BEGIN
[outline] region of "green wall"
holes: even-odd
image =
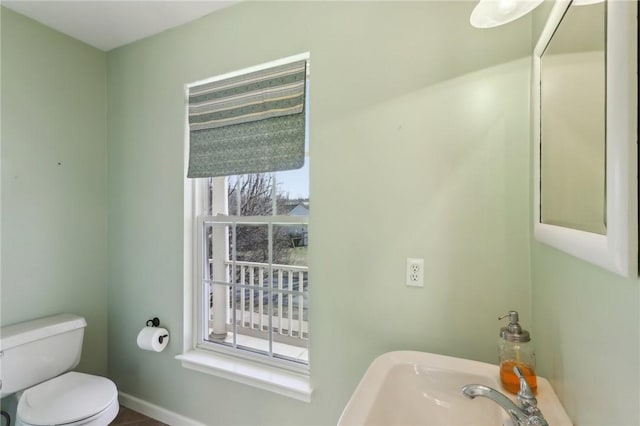
[[[539,374],[574,424],[640,424],[640,292],[624,279],[532,243]]]
[[[0,11],[0,323],[82,315],[79,368],[106,374],[106,54]]]
[[[533,15],[532,48],[551,4]],[[575,425],[640,424],[640,282],[597,268],[531,236],[533,338]]]
[[[395,349],[496,362],[529,311],[531,22],[474,2],[247,2],[113,50],[108,64],[109,372],[208,424],[335,424]],[[184,85],[311,52],[310,404],[183,369]],[[404,285],[425,259],[425,288]],[[160,354],[136,348],[157,315]],[[246,407],[251,407],[247,410]]]

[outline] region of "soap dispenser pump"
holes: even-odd
[[[506,390],[518,393],[520,380],[513,371],[513,367],[520,367],[522,375],[526,379],[533,392],[538,383],[536,380],[536,356],[531,342],[531,336],[527,330],[523,330],[518,323],[518,312],[509,313],[498,317],[499,320],[509,317],[509,325],[500,329],[498,353],[500,358],[500,381]]]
END
▶ _Problem to solve_: Among the lines above, find those holding "outline" and copy each one.

▶ _Answer box_:
[outline] region of "green wall"
[outline] region of "soap dispenser pump"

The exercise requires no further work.